■ Directions: Everything in the listing below must be set down again exactly, apart from the pictures.

Data extract: Begin

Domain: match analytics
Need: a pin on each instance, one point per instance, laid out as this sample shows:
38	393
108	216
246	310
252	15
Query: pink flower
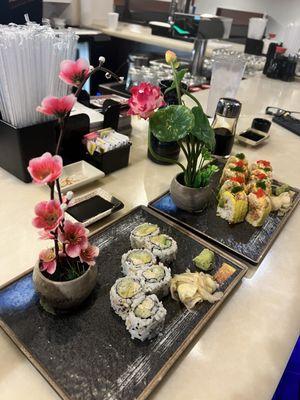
170	57
91	136
56	106
48	260
48	215
145	99
89	254
74	72
46	235
74	237
45	169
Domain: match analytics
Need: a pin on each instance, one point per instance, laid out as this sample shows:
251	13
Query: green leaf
171	123
180	74
202	129
204	175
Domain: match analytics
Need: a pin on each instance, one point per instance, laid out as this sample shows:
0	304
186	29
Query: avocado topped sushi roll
146	317
123	293
156	280
141	233
233	205
259	208
163	247
137	260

Data extract: End

■ Solved problem:
Domain: match analytics
Need: a pin on each instance, one point per instance, laid out as this sample shows:
38	393
108	216
246	310
252	15
Query: pink flower
170	57
91	136
56	106
48	260
48	215
145	99
89	254
74	72
46	235
74	237
45	169
Domain: match analytics
Need: a pin on each instance, one point per instance, laid out as this sample shows:
251	13
Query: green leaf
171	123
180	74
202	129
204	175
Domain: match analytics
Need: a pin on each instance, one point per instance, laid out as this sample shows:
0	304
186	29
Query: avocado topped sushi roll
146	317
123	293
156	280
141	233
233	205
259	208
163	247
137	260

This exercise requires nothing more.